Start of PAGE TEXT

In recent years, substantial progress has occurred in the field of molecular electronics . In this paper, charge transport through molecule-semiconductor junctions is probed with ultra-high vacuum (UHV) scanning tunneling microscopy (STM). The presence of the semiconductor band gap enables new manifestations of resonant tunneling through individual molecules, such as unipolar negative differential resistance (NDR). Furthermore, by doping the substrate, the majority charge carrier can be tailored, thus allowing asymmetry to be designed into the I-V curve. By demonstrating these effects on silicon, molecular electronic devices have the potential of being interfaced with conventional integrated circuit technology.
Three organic molecules are considered on the Si(100) surface: styrene, cyclopentene, and TEMPO. In all cases, room temperature I-V curves on individual molecules mounted on degenerately n-type Si(100) show NDR at negative sample bias. On the other hand, at positive sample bias, the I-V curves do not show NDR, although a discontinuity in the differential conductance is observed. With degenerately p-type Si(100) substrates, NDR is observed at positive sample bias while the discontinuity in the differential conductance occurs at negative sample bias. These empirical observations can be qualitatively explained with the energy band diagram for a semiconductor-molecule-metal junction . More sophisticated theoretical treatments also confirm the experimental data .

End of PAGE TEXT
Start of RECORD EXCERPTS

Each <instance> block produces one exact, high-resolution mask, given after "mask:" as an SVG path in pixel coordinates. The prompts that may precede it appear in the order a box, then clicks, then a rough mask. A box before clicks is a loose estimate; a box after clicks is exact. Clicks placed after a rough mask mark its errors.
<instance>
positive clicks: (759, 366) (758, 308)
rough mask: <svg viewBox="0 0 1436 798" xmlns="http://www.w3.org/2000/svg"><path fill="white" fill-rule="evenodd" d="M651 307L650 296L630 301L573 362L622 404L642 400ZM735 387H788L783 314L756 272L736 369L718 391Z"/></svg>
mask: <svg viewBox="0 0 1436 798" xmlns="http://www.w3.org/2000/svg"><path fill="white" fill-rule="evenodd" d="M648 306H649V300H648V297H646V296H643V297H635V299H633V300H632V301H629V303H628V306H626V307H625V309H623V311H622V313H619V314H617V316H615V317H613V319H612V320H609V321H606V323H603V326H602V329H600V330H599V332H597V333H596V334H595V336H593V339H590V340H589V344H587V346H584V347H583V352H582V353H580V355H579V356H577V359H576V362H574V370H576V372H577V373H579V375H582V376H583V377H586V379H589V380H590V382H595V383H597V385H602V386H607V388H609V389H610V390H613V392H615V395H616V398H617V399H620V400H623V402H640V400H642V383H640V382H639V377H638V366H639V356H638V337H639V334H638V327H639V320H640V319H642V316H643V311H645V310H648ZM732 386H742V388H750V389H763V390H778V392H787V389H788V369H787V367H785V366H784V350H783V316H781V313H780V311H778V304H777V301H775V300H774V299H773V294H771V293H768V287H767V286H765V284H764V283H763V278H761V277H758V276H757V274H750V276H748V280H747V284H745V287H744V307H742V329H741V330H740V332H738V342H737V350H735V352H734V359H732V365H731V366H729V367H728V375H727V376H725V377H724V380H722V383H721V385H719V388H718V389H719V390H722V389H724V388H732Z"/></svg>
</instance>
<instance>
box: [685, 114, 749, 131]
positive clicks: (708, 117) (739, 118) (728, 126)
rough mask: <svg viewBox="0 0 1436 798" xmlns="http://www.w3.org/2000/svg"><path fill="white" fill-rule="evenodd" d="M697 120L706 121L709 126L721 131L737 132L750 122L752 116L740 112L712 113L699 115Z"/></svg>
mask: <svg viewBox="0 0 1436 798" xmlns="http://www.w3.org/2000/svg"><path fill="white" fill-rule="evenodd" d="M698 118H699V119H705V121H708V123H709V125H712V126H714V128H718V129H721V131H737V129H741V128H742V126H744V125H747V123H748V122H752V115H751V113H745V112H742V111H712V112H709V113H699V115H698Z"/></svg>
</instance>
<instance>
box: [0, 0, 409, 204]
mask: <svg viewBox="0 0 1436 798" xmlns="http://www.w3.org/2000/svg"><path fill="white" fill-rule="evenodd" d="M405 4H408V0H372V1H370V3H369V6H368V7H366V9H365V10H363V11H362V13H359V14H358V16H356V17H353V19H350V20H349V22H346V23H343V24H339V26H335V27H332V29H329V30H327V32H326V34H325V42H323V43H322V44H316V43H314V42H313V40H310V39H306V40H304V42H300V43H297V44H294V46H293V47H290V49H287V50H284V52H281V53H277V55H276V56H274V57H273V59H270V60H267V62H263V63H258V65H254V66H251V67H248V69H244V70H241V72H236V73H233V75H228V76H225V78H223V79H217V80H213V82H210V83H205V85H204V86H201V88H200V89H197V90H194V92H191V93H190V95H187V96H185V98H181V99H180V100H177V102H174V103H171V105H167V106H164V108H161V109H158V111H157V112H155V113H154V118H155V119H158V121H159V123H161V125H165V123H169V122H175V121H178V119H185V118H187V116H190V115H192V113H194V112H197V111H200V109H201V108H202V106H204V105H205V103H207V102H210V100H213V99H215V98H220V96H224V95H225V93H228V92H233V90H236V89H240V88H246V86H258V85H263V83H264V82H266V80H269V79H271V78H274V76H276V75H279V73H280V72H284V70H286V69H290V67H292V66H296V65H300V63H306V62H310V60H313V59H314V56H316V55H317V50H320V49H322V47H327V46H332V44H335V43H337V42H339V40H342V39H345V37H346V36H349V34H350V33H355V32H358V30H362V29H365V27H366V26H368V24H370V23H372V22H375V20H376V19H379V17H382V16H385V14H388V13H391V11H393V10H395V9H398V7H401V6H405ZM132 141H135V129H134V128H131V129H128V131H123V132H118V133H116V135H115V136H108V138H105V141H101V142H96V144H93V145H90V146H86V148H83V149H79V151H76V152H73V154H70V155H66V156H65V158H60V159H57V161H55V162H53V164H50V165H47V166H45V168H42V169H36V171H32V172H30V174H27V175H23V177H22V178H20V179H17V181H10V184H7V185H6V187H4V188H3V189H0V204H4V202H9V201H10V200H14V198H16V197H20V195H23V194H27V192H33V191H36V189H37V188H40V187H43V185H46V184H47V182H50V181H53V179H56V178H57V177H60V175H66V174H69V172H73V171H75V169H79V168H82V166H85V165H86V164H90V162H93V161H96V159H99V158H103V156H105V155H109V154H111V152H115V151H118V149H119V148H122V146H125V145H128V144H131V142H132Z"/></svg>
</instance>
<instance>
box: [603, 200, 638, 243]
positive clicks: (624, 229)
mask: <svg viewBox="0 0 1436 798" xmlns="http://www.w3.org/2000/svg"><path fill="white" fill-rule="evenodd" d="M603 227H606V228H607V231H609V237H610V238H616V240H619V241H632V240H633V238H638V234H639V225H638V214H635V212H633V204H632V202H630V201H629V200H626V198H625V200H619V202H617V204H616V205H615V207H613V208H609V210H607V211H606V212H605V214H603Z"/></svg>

End of RECORD EXCERPTS

GOAL OF THE EXERCISE: Write the next part of the text on charge transport through molecules on silicon, starting after its last sentence. This material was taken from a different source than the text.

ANSWER AREA:
In addition, cryogenic variable temperature UHV STM has been used to probe isolated cyclopentene molecules adsorbed to degenerately p-type Si(100) . I-V curves taken at 80 K show NDR at positive sample bias in agreement with room temperature data. Due to the enhanced stability of the STM at cryogenic temperatures, repeated measurements can be routinely taken over the same molecule. In this manner, I-V curves are demonstrated to be reproducible and possess negligible hysteresis for a given tip-molecule distance. On the other hand, measurements with variable tip position show that the NDR voltage increases with increasing tip-molecule distance. Using a one-dimensional capacitive equivalent circuit, this behavior can be quantitatively explained, thus providing insight into the electrostatic potential distribution across a semiconductor-molecule-metal junction. This model also provides a quantitative estimate for the alignment of the molecular orbitals with respect to the substrate Fermi level. Overall, these results serve as the basis for a series of design rules that can be applied to silicon-based molecular electronic devices.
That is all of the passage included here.